Frank Miller’s Sin City: A Dame to Kill For is a mostly prequel, two shakes sequel to the 2005 film. Many of the original actors return while several recasts were made due to death, maternity and unavailability.

From the onset, I felt like I was watching a black-and-white-themed reunion. Hell, 40 minutes into the film I realized I was sitting in the same theater at the same movie house and probably two rows away from the same chair.

The plot remains the same. Imperfect people try to punish bad people. White blood flows everywhere. Don’t obey the speed limit. Watch out, there are plenty of women out there who will get the better of you.

You could call it a rerun of sorts. But it’s a long overdue rerun with familiar faces that I welcome gladly. I was genuinely happy just seeing Jamie King share the screen with herself as twin sisters Goldie and Wendy.

If any naysayers need an excuse to buy a ticket for this movie it’ll be to see Eva Green (Ava Lord). She’s got a name that harkens back to the glamour of the silver screen. Even when you want to hate her you’ll love her.

Also, much to the satisfaction of every male audience member (as well as female members with fine taste), Green spends at least half of her screen time nekked [sic].

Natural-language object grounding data

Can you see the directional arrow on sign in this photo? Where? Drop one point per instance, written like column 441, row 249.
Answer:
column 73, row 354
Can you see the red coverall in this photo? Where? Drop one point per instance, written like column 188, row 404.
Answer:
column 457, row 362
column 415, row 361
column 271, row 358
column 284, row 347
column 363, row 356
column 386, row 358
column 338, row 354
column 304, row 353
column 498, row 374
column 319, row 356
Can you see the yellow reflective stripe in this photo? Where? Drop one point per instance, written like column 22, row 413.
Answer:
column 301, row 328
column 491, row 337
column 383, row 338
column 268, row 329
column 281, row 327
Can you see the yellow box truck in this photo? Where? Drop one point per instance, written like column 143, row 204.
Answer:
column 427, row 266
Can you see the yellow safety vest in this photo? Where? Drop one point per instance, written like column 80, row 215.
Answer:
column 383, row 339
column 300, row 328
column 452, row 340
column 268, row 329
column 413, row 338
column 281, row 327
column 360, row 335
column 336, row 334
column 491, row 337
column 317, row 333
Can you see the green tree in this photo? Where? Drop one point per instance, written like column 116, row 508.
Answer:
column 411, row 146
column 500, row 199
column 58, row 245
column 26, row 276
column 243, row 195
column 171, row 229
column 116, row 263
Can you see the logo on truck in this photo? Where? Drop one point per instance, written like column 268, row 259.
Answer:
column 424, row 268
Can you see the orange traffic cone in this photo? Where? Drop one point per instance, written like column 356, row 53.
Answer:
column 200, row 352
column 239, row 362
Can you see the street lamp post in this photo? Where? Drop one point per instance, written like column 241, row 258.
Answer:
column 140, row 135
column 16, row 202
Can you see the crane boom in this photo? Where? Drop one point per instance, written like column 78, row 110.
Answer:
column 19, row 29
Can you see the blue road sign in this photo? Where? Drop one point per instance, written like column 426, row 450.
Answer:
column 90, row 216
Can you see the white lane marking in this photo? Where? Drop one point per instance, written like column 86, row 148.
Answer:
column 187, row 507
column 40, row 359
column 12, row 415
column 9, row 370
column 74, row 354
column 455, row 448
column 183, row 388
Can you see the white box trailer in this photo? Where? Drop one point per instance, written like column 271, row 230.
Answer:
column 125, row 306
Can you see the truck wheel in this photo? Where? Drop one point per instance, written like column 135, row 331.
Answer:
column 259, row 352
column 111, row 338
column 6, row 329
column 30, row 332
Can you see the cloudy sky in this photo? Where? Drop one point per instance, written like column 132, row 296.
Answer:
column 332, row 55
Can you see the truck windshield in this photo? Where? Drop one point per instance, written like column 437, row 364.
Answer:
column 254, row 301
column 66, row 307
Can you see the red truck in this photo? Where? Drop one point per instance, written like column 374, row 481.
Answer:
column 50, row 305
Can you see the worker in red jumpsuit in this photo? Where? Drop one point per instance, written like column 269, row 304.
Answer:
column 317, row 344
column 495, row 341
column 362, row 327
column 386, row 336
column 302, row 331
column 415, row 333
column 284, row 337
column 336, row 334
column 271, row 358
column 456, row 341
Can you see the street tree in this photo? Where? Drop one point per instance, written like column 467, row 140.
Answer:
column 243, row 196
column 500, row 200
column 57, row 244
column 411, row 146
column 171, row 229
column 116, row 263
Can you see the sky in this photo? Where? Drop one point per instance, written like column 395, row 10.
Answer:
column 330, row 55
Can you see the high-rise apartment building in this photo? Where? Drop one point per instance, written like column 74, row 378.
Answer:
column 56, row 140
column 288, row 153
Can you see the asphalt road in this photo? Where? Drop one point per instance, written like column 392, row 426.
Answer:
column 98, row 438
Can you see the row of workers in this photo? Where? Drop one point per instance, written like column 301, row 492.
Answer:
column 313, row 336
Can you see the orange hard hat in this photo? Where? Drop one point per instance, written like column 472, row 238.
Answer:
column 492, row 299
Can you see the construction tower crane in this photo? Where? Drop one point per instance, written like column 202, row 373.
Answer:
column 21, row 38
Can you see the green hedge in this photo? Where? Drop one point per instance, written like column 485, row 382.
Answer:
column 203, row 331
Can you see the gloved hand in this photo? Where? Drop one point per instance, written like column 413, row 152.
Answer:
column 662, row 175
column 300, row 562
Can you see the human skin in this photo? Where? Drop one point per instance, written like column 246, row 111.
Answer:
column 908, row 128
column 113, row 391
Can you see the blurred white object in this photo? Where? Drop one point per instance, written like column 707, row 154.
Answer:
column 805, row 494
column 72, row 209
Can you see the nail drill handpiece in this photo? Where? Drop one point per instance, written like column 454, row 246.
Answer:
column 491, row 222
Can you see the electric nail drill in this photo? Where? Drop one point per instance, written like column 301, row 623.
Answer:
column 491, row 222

_AIM OF THE EXERCISE_
Please return the complete Sin City: A Dame to Kill For review above, word for word and unchanged.

_ANSWER FOR THE TASK_
Frank Miller’s Sin City: A Dame to Kill For is a mostly prequel, two shakes sequel to the 2005 film. Many of the original actors return while several recasts were made due to death, maternity and unavailability.

From the onset, I felt like I was watching a black-and-white-themed reunion. Hell, 40 minutes into the film I realized I was sitting in the same theater at the same movie house and probably two rows away from the same chair.

The plot remains the same. Imperfect people try to punish bad people. White blood flows everywhere. Don’t obey the speed limit. Watch out, there are plenty of women out there who will get the better of you.

You could call it a rerun of sorts. But it’s a long overdue rerun with familiar faces that I welcome gladly. I was genuinely happy just seeing Jamie King share the screen with herself as twin sisters Goldie and Wendy.

If any naysayers need an excuse to buy a ticket for this movie it’ll be to see Eva Green (Ava Lord). She’s got a name that harkens back to the glamour of the silver screen. Even when you want to hate her you’ll love her.

Also, much to the satisfaction of every male audience member (as well as female members with fine taste), Green spends at least half of her screen time nekked [sic].